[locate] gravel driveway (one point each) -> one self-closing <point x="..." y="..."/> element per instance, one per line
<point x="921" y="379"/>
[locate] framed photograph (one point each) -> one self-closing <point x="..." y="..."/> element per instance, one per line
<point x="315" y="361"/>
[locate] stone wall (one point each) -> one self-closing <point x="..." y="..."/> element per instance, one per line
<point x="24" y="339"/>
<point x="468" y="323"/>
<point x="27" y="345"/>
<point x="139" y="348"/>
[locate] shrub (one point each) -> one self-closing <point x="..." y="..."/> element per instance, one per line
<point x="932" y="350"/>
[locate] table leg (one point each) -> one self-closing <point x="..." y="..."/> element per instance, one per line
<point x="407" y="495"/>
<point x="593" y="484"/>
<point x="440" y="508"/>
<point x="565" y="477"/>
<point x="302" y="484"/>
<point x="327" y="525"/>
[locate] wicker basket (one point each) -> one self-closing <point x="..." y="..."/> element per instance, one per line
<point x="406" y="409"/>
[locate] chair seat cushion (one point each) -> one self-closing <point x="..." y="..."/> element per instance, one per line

------------------------------------------------------------

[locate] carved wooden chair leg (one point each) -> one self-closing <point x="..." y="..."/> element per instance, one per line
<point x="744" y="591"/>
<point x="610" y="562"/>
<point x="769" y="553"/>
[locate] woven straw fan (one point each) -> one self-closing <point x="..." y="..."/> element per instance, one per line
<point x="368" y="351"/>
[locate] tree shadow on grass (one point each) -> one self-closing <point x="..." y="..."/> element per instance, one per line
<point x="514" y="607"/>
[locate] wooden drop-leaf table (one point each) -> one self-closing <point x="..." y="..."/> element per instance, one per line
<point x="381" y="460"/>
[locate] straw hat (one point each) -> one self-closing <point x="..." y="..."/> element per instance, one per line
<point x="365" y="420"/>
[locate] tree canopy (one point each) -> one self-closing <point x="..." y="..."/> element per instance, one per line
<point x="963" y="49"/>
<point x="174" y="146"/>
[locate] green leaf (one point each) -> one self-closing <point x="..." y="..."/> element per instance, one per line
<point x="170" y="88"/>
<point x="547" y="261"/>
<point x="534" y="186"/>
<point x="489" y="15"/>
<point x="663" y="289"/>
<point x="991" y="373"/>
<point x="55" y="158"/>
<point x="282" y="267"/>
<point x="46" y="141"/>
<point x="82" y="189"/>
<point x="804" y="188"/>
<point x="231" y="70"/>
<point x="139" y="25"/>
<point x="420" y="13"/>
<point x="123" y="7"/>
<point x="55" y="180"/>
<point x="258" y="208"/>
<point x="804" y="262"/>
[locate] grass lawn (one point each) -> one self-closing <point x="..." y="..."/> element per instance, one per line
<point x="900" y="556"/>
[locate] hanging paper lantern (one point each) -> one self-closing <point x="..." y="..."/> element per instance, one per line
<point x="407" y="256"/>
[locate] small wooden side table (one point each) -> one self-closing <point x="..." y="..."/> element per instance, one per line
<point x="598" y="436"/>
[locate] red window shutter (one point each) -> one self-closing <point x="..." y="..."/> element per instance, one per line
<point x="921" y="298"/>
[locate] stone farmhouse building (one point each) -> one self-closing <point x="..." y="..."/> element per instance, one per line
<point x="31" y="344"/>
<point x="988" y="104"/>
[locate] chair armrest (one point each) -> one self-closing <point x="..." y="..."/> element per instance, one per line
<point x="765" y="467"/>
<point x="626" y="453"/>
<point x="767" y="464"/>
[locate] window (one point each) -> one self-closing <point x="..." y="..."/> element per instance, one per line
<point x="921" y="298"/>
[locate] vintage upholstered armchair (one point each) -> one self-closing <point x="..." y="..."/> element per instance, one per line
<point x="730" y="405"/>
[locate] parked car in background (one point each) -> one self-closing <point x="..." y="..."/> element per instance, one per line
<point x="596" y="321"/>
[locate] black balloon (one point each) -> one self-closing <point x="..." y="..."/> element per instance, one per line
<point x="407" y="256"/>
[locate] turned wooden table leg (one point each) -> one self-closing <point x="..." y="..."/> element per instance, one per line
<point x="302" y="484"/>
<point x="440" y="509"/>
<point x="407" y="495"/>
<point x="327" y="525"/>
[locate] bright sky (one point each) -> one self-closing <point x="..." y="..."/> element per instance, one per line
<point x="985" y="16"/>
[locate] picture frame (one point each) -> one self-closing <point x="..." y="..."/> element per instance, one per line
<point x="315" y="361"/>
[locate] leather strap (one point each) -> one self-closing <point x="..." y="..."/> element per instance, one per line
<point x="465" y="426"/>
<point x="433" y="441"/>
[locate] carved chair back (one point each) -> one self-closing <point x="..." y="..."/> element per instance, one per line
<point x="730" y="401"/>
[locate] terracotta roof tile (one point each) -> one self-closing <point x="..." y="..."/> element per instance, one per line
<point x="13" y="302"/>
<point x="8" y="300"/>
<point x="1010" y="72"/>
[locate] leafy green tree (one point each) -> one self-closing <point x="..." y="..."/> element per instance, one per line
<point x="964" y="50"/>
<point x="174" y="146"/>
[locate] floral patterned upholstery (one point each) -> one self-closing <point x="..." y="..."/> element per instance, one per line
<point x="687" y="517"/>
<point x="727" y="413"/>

------------------------------------------------------------

## WHAT TO WORK ON
Each line in the listing above from the one containing "[locate] framed photograph" through the one containing "[locate] chair seat" should be repeated exactly, and no other line.

## RESPONSE AREA
[locate] framed photograph (one point each) -> one self-closing <point x="..." y="..."/> element per instance, one per line
<point x="315" y="361"/>
[locate] stone wall (one point each) -> one self-closing <point x="..." y="..."/> element per instance, one per line
<point x="24" y="339"/>
<point x="468" y="323"/>
<point x="27" y="345"/>
<point x="139" y="348"/>
[locate] shrub (one point each) -> one self-closing <point x="..." y="..."/> element per instance, one per line
<point x="932" y="350"/>
[locate] table leg (one point each) -> one self-closing <point x="..." y="..."/> element per instance, one per line
<point x="407" y="495"/>
<point x="593" y="484"/>
<point x="440" y="508"/>
<point x="565" y="477"/>
<point x="302" y="484"/>
<point x="327" y="525"/>
[locate] wicker basket (one point each) -> one self-closing <point x="..." y="..."/> element per instance, one per line
<point x="406" y="409"/>
[locate] chair seat cushion (one point each) -> one self-closing <point x="..." y="..."/> element per instance, one per line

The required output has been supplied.